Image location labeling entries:
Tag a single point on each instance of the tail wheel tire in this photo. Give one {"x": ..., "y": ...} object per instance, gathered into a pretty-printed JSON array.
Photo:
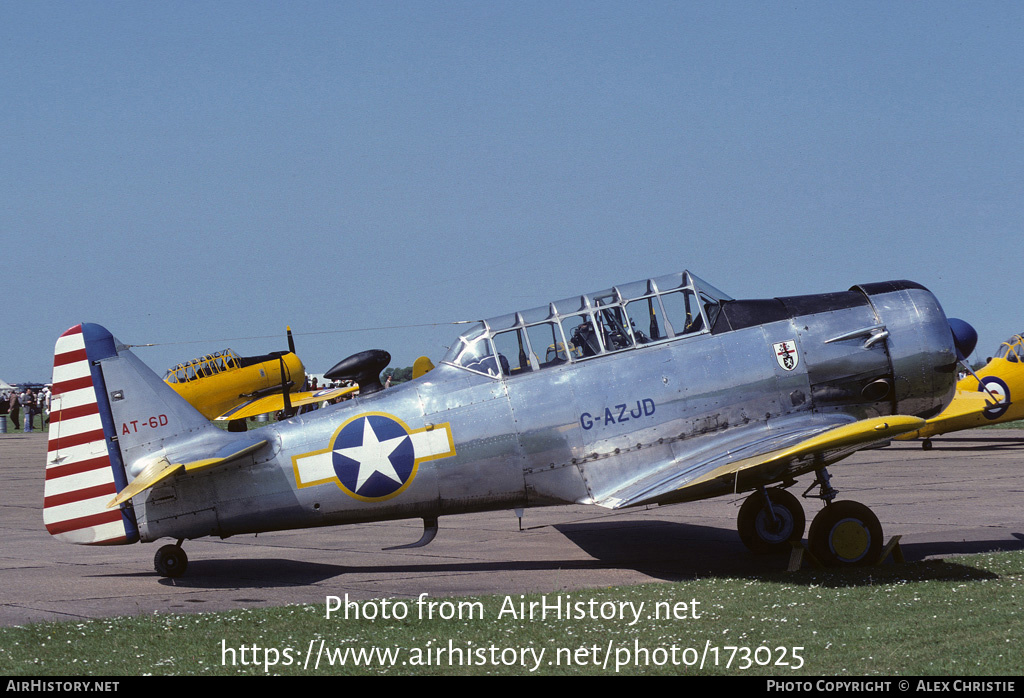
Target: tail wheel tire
[
  {"x": 846, "y": 533},
  {"x": 761, "y": 531},
  {"x": 170, "y": 561}
]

Task requirements: Render the data above as a JSON list of strings, one string per line, with blank lines skipped and the pictures left out.

Solution to the exercise:
[
  "Tag a single point on each instance of the tail wheel tire in this photo. Give one {\"x\": ..., \"y\": ...} object per instance, gathered into a pretty-printed JSON array.",
  "Photo:",
  "Target: tail wheel tire",
  "[",
  "  {\"x\": 846, \"y\": 533},",
  "  {\"x\": 761, \"y\": 531},",
  "  {\"x\": 170, \"y\": 561}",
  "]"
]